* Problem to work on *
Each line from the one holding "knit hat -> point" to the last line below must be written out exactly, with no other output.

Image point grounding data
::::::

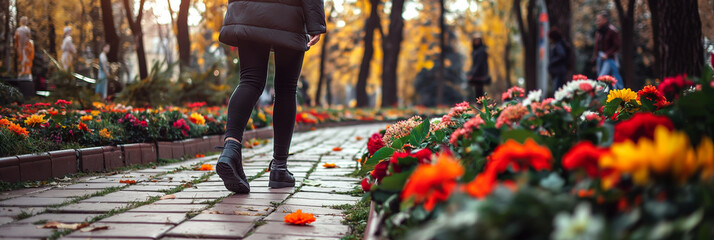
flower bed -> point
(588, 164)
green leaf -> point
(611, 107)
(520, 135)
(394, 182)
(397, 144)
(382, 153)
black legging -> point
(253, 73)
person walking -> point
(68, 49)
(288, 28)
(478, 75)
(607, 44)
(103, 75)
(558, 59)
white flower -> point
(573, 87)
(533, 96)
(580, 226)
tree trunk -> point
(680, 36)
(529, 37)
(321, 78)
(182, 36)
(110, 32)
(391, 48)
(371, 24)
(627, 25)
(6, 37)
(654, 24)
(135, 25)
(442, 44)
(560, 16)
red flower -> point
(672, 86)
(380, 170)
(374, 143)
(651, 93)
(62, 103)
(520, 157)
(584, 155)
(639, 126)
(579, 77)
(366, 186)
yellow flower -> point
(98, 105)
(625, 94)
(197, 118)
(669, 154)
(35, 119)
(105, 133)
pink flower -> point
(511, 115)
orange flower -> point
(4, 122)
(127, 181)
(299, 218)
(17, 129)
(83, 127)
(481, 186)
(206, 167)
(430, 184)
(520, 156)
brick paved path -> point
(202, 207)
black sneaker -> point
(230, 168)
(280, 177)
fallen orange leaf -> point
(206, 167)
(92, 229)
(299, 218)
(170, 196)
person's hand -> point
(313, 40)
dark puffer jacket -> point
(283, 23)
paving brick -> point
(90, 207)
(124, 197)
(65, 218)
(224, 218)
(10, 231)
(31, 202)
(169, 208)
(275, 228)
(264, 236)
(140, 217)
(211, 229)
(124, 230)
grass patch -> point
(356, 217)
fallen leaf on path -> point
(170, 196)
(206, 167)
(299, 218)
(92, 229)
(60, 225)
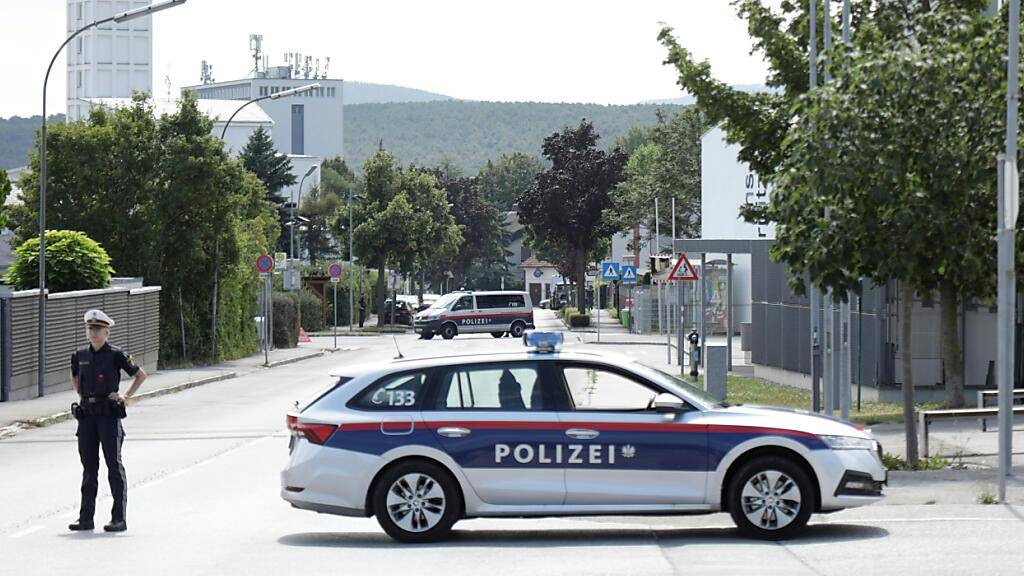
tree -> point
(74, 261)
(479, 224)
(897, 152)
(273, 169)
(169, 205)
(502, 181)
(565, 203)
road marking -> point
(27, 531)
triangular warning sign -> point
(683, 269)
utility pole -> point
(815, 294)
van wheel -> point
(771, 498)
(449, 331)
(417, 501)
(517, 329)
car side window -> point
(465, 302)
(399, 392)
(596, 388)
(512, 387)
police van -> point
(497, 313)
(423, 443)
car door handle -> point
(454, 432)
(582, 434)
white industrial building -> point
(109, 60)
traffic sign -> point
(683, 269)
(609, 271)
(264, 262)
(629, 273)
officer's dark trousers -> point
(94, 432)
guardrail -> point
(927, 416)
(989, 398)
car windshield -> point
(670, 379)
(444, 301)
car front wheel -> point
(771, 498)
(417, 502)
(517, 329)
(449, 331)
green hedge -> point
(286, 322)
(310, 312)
(74, 261)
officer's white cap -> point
(97, 317)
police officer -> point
(96, 374)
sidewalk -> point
(54, 407)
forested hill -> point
(468, 133)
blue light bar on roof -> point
(543, 341)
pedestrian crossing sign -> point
(609, 271)
(628, 273)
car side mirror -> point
(666, 402)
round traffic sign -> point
(264, 263)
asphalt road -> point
(203, 467)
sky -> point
(526, 50)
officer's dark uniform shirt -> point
(99, 371)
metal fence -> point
(136, 313)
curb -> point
(293, 360)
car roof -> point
(354, 370)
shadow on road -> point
(599, 537)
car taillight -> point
(316, 434)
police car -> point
(421, 444)
(497, 313)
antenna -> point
(206, 76)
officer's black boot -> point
(116, 526)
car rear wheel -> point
(449, 331)
(417, 502)
(517, 329)
(771, 498)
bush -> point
(579, 320)
(74, 261)
(286, 322)
(310, 312)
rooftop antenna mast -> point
(256, 47)
(206, 76)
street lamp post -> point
(119, 17)
(223, 132)
(291, 240)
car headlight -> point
(848, 443)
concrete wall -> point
(136, 313)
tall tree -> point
(273, 169)
(479, 223)
(565, 203)
(503, 181)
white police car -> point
(423, 443)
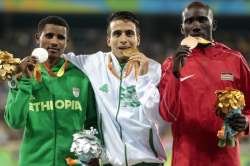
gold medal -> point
(7, 65)
(190, 42)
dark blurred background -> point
(160, 36)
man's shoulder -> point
(223, 47)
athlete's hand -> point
(178, 59)
(239, 122)
(27, 66)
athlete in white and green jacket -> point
(128, 107)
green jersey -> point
(50, 111)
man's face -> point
(54, 39)
(123, 35)
(197, 21)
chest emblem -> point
(104, 88)
(226, 76)
(76, 92)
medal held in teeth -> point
(128, 53)
(192, 42)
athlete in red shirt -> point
(188, 93)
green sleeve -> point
(91, 114)
(17, 106)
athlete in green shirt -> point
(50, 108)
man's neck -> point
(52, 61)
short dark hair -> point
(123, 15)
(56, 20)
(199, 5)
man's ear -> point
(214, 25)
(182, 30)
(108, 41)
(138, 40)
(37, 37)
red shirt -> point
(189, 104)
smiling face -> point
(122, 35)
(54, 39)
(198, 21)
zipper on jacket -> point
(151, 142)
(119, 102)
(54, 113)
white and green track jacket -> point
(128, 109)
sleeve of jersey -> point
(83, 62)
(147, 92)
(169, 93)
(91, 114)
(245, 87)
(17, 106)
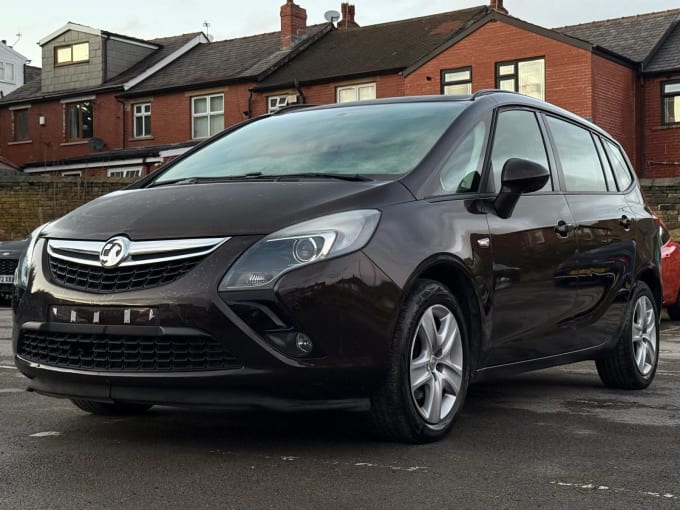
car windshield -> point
(378, 140)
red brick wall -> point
(171, 114)
(48, 142)
(662, 143)
(615, 104)
(385, 86)
(567, 68)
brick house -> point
(616, 73)
(623, 74)
(90, 112)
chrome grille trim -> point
(141, 252)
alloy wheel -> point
(436, 364)
(644, 335)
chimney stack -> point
(293, 23)
(497, 5)
(347, 20)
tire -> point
(423, 410)
(674, 309)
(111, 409)
(632, 363)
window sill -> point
(79, 142)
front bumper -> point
(346, 306)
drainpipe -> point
(302, 94)
(642, 131)
(122, 116)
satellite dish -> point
(332, 16)
(96, 143)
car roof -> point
(485, 99)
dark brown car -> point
(390, 251)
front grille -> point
(124, 353)
(8, 266)
(98, 279)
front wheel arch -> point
(457, 278)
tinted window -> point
(518, 135)
(619, 165)
(580, 162)
(462, 171)
(388, 139)
(608, 172)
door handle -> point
(563, 228)
(625, 222)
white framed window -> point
(72, 54)
(124, 172)
(20, 131)
(457, 81)
(275, 103)
(142, 120)
(524, 76)
(359, 92)
(7, 72)
(207, 115)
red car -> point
(670, 272)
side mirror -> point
(519, 176)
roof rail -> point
(292, 107)
(488, 92)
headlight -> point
(299, 245)
(26, 259)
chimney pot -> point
(293, 23)
(347, 20)
(497, 5)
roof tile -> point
(632, 37)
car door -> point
(534, 290)
(605, 229)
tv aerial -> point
(332, 16)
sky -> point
(228, 19)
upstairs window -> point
(72, 54)
(524, 76)
(207, 114)
(142, 116)
(670, 92)
(7, 72)
(20, 125)
(360, 92)
(124, 172)
(275, 103)
(457, 81)
(79, 120)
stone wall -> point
(28, 201)
(663, 196)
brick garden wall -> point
(29, 201)
(663, 196)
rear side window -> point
(518, 135)
(619, 165)
(576, 151)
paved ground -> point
(549, 439)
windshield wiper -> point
(197, 180)
(316, 175)
(259, 175)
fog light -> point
(303, 343)
(305, 250)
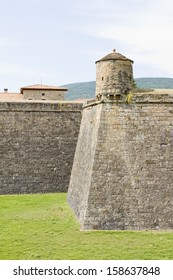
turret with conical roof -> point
(114, 76)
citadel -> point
(113, 155)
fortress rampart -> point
(127, 151)
(37, 145)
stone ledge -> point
(26, 106)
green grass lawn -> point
(42, 226)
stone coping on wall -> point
(162, 96)
(40, 106)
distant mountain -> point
(85, 90)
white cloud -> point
(5, 43)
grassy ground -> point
(43, 227)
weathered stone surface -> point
(37, 145)
(122, 176)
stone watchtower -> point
(122, 171)
(114, 76)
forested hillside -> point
(87, 89)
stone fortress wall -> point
(126, 146)
(37, 145)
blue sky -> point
(58, 41)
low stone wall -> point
(37, 145)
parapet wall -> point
(127, 182)
(37, 145)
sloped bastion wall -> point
(37, 145)
(122, 176)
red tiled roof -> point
(42, 87)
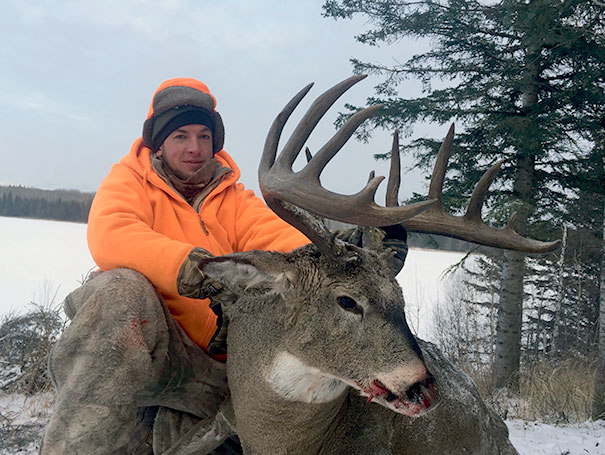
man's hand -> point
(192, 282)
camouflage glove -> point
(192, 282)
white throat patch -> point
(294, 380)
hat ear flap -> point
(147, 132)
(218, 135)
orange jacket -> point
(137, 221)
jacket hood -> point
(139, 161)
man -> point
(173, 200)
(137, 370)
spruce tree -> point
(525, 81)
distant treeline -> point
(61, 205)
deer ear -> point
(242, 275)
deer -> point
(320, 357)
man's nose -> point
(193, 145)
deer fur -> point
(301, 367)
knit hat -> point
(178, 102)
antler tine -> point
(331, 148)
(470, 227)
(473, 211)
(308, 154)
(279, 183)
(272, 141)
(310, 120)
(443, 157)
(392, 195)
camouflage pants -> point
(128, 379)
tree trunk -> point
(509, 320)
(510, 312)
(598, 402)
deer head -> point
(310, 323)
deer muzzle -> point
(413, 400)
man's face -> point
(186, 149)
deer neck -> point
(296, 410)
(282, 405)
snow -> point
(534, 438)
(40, 258)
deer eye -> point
(348, 304)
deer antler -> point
(285, 191)
(469, 226)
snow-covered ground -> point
(41, 259)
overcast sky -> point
(77, 78)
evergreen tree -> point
(526, 81)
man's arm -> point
(120, 232)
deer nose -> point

::::::

* Result of this exercise *
knit hat -> point
(178, 102)
antler tine -> point
(331, 148)
(470, 227)
(473, 211)
(308, 154)
(279, 183)
(272, 141)
(310, 120)
(443, 157)
(392, 195)
camouflage pants -> point
(128, 379)
tree trunk -> point
(509, 320)
(510, 312)
(598, 402)
deer head -> point
(310, 323)
deer muzzle -> point
(413, 400)
man's face -> point
(186, 149)
deer neck -> point
(296, 410)
(282, 405)
snow -> point
(534, 438)
(40, 258)
deer eye -> point
(348, 304)
deer antler -> point
(285, 191)
(469, 226)
snow-covered ground -> point
(41, 259)
overcast sky -> point
(77, 78)
evergreen tree -> point
(526, 81)
man's arm -> point
(120, 232)
deer nose -> point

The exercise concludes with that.